* [Task directions]:
Starting with the line containing "Locate every instance of the rustic" and going on through the line containing "Locate every instance of the green strawberry", return the lines of the data below exactly, and only those.

[Data extract]

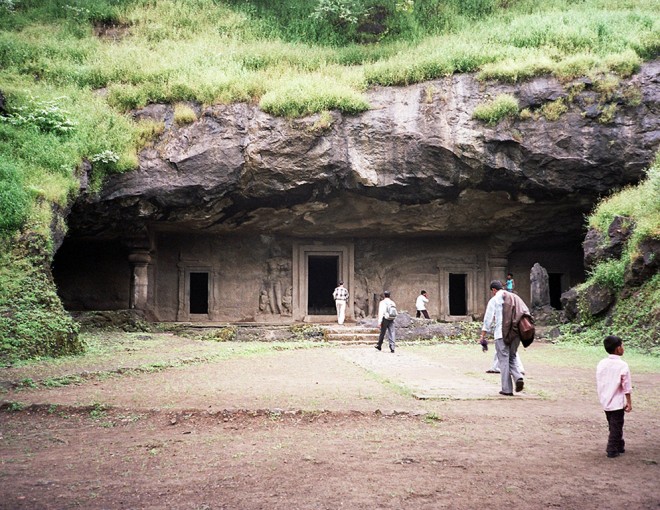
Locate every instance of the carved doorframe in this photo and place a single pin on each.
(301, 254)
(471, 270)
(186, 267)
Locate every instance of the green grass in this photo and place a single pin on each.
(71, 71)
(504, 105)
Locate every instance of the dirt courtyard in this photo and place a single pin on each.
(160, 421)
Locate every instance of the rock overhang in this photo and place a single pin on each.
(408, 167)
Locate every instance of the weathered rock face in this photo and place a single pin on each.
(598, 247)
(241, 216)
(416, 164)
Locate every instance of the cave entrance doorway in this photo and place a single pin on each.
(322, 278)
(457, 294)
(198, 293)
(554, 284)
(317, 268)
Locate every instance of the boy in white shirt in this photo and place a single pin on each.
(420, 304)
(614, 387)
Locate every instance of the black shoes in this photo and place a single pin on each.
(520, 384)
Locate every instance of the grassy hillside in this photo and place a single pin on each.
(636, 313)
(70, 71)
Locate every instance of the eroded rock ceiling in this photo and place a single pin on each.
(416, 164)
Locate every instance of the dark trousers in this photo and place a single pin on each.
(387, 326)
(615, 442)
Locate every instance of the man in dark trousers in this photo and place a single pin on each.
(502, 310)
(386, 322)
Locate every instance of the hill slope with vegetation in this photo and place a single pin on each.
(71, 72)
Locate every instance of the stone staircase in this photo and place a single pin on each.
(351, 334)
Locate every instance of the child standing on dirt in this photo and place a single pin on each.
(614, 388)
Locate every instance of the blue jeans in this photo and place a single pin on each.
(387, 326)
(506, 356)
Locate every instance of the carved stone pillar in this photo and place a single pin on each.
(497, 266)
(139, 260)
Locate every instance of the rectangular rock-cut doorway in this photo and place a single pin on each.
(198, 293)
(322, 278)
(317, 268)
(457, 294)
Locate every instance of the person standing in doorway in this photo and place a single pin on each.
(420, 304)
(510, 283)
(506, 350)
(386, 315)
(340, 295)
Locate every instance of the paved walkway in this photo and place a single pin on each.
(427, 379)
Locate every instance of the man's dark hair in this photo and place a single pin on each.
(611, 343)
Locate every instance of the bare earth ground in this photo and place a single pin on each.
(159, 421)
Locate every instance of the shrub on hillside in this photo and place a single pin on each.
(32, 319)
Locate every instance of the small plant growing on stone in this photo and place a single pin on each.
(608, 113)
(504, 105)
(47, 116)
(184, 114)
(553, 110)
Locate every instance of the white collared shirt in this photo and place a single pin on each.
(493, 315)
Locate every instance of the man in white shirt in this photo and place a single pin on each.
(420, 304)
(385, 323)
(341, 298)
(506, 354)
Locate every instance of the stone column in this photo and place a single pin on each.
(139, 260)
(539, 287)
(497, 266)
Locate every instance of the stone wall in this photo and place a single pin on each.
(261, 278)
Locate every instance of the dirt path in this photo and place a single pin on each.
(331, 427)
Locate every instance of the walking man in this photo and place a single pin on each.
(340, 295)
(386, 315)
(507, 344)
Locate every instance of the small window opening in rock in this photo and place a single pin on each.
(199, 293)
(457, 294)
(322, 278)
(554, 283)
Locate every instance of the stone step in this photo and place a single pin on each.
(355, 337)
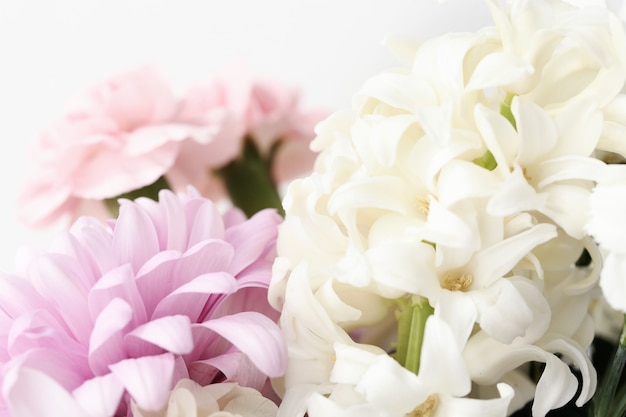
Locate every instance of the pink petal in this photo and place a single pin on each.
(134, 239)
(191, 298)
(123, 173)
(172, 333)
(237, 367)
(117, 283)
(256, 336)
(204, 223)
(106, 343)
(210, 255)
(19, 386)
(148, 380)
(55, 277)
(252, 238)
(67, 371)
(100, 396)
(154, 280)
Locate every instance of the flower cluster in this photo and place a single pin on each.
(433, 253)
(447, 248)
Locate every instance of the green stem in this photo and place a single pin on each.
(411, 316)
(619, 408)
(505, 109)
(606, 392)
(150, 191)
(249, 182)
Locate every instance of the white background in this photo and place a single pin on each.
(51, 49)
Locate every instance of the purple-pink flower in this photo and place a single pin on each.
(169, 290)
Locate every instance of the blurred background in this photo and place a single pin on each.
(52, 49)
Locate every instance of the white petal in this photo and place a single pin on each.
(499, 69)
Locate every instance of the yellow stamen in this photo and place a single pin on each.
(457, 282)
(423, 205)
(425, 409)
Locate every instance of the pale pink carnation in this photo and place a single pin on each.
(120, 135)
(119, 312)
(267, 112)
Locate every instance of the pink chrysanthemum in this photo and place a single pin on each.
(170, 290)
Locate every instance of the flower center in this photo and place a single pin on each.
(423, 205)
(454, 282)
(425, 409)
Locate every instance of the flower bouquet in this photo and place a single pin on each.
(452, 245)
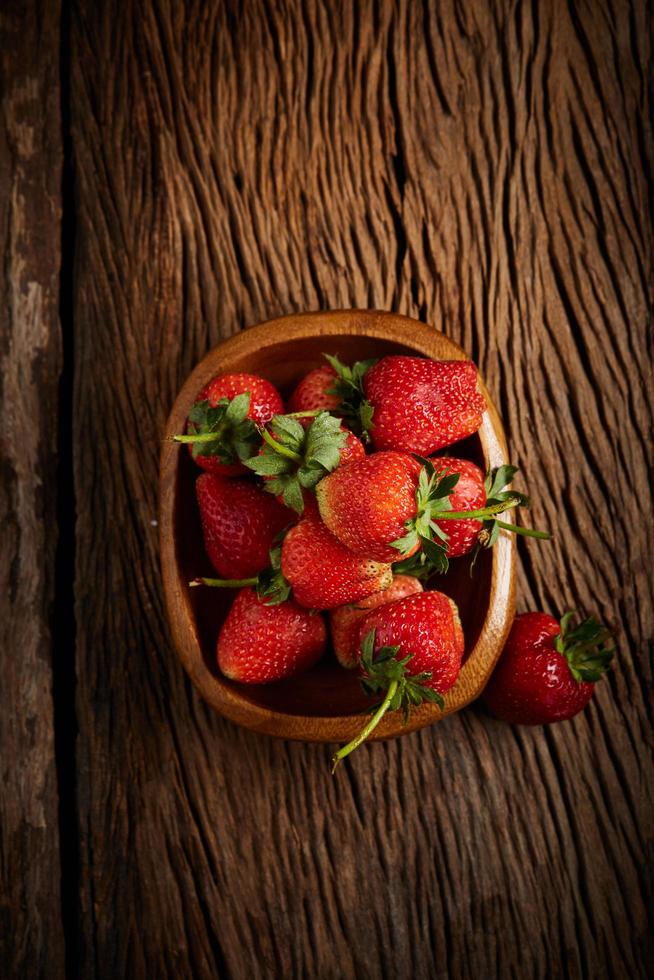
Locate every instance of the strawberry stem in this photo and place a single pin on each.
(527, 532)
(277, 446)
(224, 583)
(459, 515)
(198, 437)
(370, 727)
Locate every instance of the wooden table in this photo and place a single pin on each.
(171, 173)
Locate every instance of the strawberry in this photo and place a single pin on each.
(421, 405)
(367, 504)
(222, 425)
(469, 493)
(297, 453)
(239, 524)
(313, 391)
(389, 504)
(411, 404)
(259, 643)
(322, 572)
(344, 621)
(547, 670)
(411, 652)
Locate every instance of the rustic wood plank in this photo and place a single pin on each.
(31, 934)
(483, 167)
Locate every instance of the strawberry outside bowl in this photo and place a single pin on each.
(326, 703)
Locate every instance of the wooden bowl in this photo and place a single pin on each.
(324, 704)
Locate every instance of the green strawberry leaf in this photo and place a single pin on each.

[/Data extract]
[Data extract]

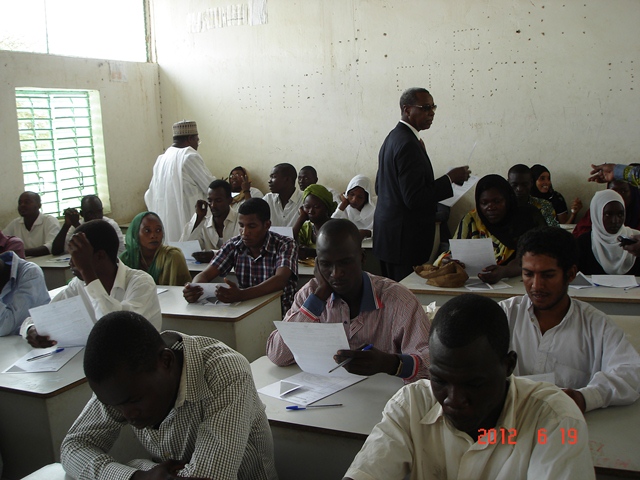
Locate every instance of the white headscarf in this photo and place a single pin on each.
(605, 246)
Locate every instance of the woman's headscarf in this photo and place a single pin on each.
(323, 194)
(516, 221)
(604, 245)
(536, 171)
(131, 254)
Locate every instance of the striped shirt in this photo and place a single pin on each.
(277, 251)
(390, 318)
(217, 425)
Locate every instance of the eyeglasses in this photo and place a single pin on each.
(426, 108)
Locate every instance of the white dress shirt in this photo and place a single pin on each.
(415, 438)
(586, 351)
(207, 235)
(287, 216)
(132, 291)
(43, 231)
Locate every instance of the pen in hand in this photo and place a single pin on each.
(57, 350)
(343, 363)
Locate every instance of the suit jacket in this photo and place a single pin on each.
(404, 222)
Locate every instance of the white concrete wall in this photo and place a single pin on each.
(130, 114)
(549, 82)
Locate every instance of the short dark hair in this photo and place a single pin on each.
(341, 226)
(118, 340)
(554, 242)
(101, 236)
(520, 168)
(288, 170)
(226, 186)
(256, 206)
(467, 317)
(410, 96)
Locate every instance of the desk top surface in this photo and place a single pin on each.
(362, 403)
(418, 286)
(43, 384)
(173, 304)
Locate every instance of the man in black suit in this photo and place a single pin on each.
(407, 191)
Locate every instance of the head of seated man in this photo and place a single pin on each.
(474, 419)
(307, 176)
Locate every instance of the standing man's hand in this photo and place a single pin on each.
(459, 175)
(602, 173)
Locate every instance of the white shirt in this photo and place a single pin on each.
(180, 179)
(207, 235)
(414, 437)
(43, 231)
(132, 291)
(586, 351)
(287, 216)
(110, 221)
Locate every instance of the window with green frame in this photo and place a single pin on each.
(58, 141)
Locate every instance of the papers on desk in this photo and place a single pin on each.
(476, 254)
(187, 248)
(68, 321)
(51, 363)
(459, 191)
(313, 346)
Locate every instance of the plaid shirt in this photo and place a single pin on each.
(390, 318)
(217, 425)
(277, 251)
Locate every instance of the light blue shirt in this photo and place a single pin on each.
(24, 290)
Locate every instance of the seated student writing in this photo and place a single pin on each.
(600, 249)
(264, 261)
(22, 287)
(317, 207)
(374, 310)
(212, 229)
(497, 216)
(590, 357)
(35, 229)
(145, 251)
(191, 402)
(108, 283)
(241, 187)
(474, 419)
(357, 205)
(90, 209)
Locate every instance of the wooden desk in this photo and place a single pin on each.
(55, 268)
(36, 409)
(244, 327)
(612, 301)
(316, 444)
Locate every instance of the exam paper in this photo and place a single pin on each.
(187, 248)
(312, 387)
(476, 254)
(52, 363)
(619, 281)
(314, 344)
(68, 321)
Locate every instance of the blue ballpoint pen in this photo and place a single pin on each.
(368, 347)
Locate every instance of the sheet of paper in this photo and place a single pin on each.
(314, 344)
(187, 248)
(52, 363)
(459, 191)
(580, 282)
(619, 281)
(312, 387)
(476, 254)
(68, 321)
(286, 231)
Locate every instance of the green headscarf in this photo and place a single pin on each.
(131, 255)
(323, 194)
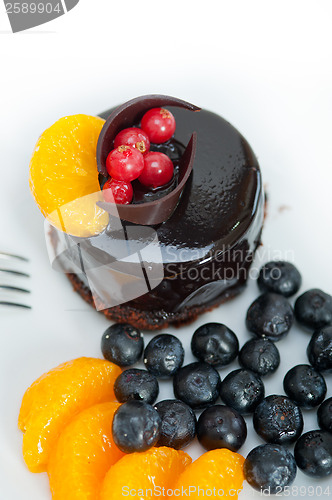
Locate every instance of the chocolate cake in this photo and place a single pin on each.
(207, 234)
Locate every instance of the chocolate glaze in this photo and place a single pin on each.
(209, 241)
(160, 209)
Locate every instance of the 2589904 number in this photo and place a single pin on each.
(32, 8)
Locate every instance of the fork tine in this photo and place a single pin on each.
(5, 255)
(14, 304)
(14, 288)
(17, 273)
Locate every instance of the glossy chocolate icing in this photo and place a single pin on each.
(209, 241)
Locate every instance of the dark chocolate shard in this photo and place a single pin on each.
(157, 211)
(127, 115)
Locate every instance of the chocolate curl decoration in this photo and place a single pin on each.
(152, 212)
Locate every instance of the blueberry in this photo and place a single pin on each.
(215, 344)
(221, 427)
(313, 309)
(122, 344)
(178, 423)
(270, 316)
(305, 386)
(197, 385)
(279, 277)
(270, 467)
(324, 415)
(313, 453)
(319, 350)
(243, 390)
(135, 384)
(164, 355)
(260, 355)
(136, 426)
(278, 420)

[/Data extract]
[Data extract]

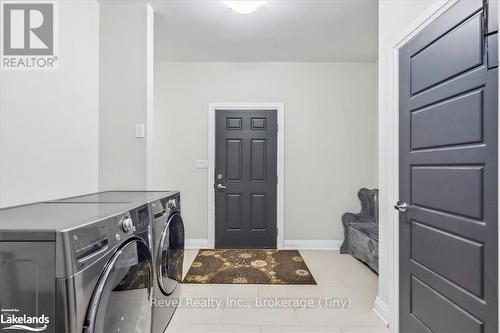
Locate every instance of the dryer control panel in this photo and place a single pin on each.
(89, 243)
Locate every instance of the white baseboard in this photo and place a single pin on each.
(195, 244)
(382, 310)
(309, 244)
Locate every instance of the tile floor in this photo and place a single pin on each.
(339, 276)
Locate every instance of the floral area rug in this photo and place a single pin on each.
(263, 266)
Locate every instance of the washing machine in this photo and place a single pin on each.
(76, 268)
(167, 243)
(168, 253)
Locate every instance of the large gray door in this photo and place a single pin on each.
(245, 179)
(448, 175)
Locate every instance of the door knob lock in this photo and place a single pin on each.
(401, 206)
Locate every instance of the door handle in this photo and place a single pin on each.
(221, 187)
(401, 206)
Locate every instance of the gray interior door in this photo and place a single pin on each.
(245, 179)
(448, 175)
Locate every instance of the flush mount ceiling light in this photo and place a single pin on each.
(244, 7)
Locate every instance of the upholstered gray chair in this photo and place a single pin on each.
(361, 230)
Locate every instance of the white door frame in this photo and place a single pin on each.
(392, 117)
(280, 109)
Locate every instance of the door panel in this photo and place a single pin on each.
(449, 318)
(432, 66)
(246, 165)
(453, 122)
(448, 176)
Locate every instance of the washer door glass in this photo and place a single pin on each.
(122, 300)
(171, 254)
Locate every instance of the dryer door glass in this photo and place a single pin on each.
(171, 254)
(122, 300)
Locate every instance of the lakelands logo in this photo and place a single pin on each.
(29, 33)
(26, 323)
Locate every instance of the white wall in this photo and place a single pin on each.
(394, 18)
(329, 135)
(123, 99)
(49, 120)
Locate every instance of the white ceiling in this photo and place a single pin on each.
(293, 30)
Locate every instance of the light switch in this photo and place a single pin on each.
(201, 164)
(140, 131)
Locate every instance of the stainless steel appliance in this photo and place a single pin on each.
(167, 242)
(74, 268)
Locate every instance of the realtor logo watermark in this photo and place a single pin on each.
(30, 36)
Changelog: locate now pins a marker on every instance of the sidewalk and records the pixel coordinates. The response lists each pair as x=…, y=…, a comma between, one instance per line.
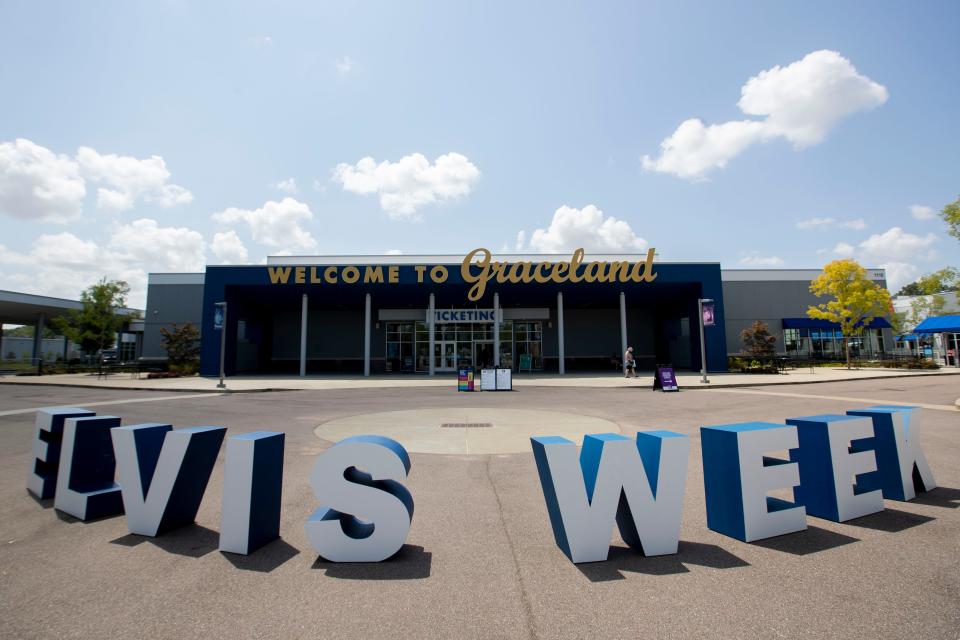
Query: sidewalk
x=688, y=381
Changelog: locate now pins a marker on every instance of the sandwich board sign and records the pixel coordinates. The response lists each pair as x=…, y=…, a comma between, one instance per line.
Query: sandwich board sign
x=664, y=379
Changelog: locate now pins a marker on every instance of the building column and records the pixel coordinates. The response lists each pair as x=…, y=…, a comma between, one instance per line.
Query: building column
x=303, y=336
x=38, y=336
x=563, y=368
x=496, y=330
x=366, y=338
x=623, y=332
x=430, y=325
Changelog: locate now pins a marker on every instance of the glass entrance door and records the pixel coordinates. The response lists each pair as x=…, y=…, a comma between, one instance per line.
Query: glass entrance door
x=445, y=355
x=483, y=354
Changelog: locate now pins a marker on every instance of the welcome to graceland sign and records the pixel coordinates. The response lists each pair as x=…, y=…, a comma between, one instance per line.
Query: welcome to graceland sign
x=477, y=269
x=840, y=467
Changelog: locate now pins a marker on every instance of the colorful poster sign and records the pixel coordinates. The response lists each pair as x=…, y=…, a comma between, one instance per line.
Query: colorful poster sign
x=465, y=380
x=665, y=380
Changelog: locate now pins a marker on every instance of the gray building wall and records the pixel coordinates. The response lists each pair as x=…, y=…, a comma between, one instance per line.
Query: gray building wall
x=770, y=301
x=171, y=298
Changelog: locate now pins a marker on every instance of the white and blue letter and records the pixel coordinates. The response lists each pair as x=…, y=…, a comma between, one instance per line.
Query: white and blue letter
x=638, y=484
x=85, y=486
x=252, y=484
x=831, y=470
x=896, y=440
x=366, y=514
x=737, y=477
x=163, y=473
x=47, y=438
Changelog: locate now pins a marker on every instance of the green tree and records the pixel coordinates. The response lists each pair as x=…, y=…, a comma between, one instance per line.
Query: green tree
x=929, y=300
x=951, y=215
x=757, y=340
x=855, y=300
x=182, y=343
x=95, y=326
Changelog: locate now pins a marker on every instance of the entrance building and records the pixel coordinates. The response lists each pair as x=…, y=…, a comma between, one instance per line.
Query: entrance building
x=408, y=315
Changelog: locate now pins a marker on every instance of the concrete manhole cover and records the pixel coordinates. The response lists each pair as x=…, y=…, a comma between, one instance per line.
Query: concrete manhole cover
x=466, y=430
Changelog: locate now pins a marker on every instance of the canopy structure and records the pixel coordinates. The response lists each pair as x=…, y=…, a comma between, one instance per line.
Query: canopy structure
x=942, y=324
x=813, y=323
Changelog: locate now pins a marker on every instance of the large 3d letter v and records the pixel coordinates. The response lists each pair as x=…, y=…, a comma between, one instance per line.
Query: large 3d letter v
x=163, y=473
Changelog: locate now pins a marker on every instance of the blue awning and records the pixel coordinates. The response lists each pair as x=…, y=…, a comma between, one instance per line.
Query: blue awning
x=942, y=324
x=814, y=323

[/Data extract]

* [Completed task]:
Locate every instance of the rustic wood plank in this photo and place a single pin on each.
(31, 934)
(483, 167)
Locate every instance of the strawberry outside bowl in this photo and place a single pin on each.
(326, 703)
Locate every instance of the wooden bowl in this photo and place a single pin on each.
(324, 704)
Locate every instance of the green strawberry leaf in this photo and place a single pin on each.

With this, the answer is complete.